> _Excerpted data_
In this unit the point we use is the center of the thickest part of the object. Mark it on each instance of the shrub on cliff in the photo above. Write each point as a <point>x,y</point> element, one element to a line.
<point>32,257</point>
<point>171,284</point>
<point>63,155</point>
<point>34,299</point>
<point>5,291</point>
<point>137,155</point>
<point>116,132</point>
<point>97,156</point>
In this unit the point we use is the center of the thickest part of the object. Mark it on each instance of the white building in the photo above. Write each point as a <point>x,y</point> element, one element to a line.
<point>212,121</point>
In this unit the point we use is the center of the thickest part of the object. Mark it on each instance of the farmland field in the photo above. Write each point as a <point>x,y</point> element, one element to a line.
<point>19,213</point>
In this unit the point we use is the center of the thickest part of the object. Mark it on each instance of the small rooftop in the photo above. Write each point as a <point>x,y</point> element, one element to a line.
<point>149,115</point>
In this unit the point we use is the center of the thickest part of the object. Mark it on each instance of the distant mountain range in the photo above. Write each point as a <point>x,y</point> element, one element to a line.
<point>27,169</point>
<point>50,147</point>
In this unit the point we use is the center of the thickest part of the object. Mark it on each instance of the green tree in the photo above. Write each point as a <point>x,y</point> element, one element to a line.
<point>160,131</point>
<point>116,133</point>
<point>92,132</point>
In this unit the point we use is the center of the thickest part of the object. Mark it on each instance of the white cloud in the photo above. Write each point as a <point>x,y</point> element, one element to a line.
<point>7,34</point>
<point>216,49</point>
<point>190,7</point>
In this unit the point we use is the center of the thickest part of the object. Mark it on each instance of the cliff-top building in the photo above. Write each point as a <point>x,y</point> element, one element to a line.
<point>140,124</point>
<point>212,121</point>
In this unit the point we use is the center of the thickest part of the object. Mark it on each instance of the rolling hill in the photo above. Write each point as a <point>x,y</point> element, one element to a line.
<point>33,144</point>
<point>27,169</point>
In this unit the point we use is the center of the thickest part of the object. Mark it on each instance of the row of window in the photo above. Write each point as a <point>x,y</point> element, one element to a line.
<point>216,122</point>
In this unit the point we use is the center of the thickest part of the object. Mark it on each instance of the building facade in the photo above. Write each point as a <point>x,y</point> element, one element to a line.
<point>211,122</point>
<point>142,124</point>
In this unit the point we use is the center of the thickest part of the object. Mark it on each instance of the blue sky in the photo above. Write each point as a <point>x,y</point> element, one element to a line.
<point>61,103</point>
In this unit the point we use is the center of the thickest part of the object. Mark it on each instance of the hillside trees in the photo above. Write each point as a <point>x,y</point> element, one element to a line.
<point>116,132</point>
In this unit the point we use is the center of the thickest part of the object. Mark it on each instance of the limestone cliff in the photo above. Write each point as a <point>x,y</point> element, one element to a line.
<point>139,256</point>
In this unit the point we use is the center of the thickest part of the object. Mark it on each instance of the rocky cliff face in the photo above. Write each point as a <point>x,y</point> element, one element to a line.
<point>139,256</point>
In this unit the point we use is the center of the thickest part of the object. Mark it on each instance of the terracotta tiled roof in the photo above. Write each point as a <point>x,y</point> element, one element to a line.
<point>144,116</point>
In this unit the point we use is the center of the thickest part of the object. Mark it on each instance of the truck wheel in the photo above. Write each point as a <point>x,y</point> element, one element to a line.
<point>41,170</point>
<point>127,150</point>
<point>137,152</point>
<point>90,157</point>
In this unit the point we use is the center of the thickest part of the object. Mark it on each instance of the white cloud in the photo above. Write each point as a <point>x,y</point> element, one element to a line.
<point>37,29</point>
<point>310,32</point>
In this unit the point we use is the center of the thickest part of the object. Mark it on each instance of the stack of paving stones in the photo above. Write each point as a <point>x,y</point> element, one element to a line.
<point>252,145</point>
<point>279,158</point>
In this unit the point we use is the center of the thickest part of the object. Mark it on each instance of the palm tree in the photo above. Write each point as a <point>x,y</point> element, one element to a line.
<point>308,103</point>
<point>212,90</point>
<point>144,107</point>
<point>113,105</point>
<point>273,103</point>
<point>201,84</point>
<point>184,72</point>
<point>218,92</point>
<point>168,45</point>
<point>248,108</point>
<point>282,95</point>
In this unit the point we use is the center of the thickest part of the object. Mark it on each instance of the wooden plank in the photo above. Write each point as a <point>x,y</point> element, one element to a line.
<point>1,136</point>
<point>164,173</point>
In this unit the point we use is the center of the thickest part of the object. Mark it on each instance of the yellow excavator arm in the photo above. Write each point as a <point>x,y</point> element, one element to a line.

> _Problem requirements_
Top to bottom, the records above must be output exactly.

> _Response_
In this unit the point we use is the center of the thickest part of the object. Mark it on each instance of the shrub on cliff in the photo above. Write each point as a <point>x,y</point> element, one element to a line.
<point>32,257</point>
<point>171,284</point>
<point>63,155</point>
<point>34,299</point>
<point>5,291</point>
<point>137,155</point>
<point>116,132</point>
<point>97,156</point>
In this unit the point we use is the center of the thickest part of the object. Mark it on each instance of the white building in the photo above. Write each point as a <point>x,y</point> element, one element to a line.
<point>212,121</point>
In this unit the point we use is the center of the thickest part of the object. Mark it on each instance of the farmland field in the photo above. Write each point as a <point>x,y</point> element, one element to a line.
<point>19,213</point>
In this unit the point we use is the center of the thickest part of the object. Mark it on each instance of the small rooftop in the photo above. Write each point as a <point>x,y</point> element, one element to a line.
<point>149,115</point>
In this unit the point we use is the center of the thickest part of the object. Mark it on each instance of the distant mountain range in the photo above. Write each point as a <point>x,y</point> element, one element to a line.
<point>27,169</point>
<point>50,147</point>
In this unit the point we use is the center of the thickest part of the object. Mark it on each instance of the green tree in the photo above. Write each point as a <point>x,y</point> element, one element to a line.
<point>160,131</point>
<point>116,133</point>
<point>92,132</point>
In this unit the point we use is the center of the thickest part of the object. Mark it on each instance of the white cloud in the photo above. Write each point as a <point>x,y</point> element, one element to a line.
<point>7,34</point>
<point>216,49</point>
<point>190,7</point>
In this unit the point we use is the center of the thickest part of the object. Mark it on each instance of the cliff-top building in the photo above. Write each point as a <point>x,y</point> element, one element to a line.
<point>140,124</point>
<point>212,121</point>
In this unit the point we use is the center of the thickest part of the object. Mark it on each instance of the rolling hill in the photo above. Write each point as a <point>x,y</point> element, one element to a line.
<point>33,144</point>
<point>27,169</point>
In this unit the point we use is the center of the thickest part of the object. Mark it on each instance of the row of window in the photo above. Write each point as a <point>x,y</point> element, one element to a line.
<point>216,122</point>
In this unit the point we use is the center of the thickest part of the object. Mark it on each instance of the building facade in the photo above. Write each point as a <point>x,y</point> element, one element to a line.
<point>211,122</point>
<point>142,124</point>
In this unit the point we use is the center of the thickest part of the object. Mark it on each instance of the blue sky in the photo above. Write each point as a <point>x,y</point> element, one element to a line.
<point>61,103</point>
In this unit the point we use is the center of the thickest part of the object. Mark it on each instance of the hillside trees in the photo above. Write each point as a <point>x,y</point> element, one element to a line.
<point>116,132</point>
In this unit the point we use is the center of the thickest part of the object. Mark it on each instance of the limestone cliff in the photo above. Write each point as a <point>x,y</point> element, one element to a line.
<point>139,256</point>
In this unit the point we use is the center of the thickest part of the object. Mark it on each instance of the rocky cliff face in the photo above. Write each point as a <point>x,y</point> element, one element to a line.
<point>139,256</point>
In this unit the point we use is the center of the thickest part of the object. Mark it on each instance of the terracotta tiled roof in the photo above. Write each point as a <point>x,y</point> element, one element to a line.
<point>144,116</point>
In this unit the point we use is the center of the thickest part of the object. Mark it on each instance of the truck wheel in the photo above. Write each point as a <point>x,y</point> element, one element to a line.
<point>41,170</point>
<point>127,150</point>
<point>137,152</point>
<point>90,157</point>
In this unit the point we use is the center of the thickest part of the object. Mark it on each instance of the white cloud in the photo above. Write each point as a <point>x,y</point> element, one element to a line.
<point>37,29</point>
<point>310,32</point>
In this unit the point we use is the center of the thickest part of the object. Mark it on each instance of the stack of paving stones in the photo above. Write each point as a <point>x,y</point> element, one element to a line.
<point>252,145</point>
<point>279,158</point>
In this unit the point we use is the center of the thickest part of the object. Mark it on each instance of the palm tree in the photo above. Write each point as a <point>x,y</point> element, one element to a line.
<point>308,103</point>
<point>212,90</point>
<point>144,107</point>
<point>113,105</point>
<point>273,103</point>
<point>201,84</point>
<point>184,72</point>
<point>218,92</point>
<point>168,45</point>
<point>248,108</point>
<point>282,95</point>
In this unit the point we use is the center of the thickest part of the object. Mark it on each instance of the wooden plank in the photo above. Write each point as a <point>x,y</point> element, one element to a line.
<point>1,136</point>
<point>164,173</point>
In this unit the point we use is the center of the thickest part of the object. Mark it on each instance of the yellow excavator arm in the photo above. Write each point as a <point>x,y</point> element, one element to a line.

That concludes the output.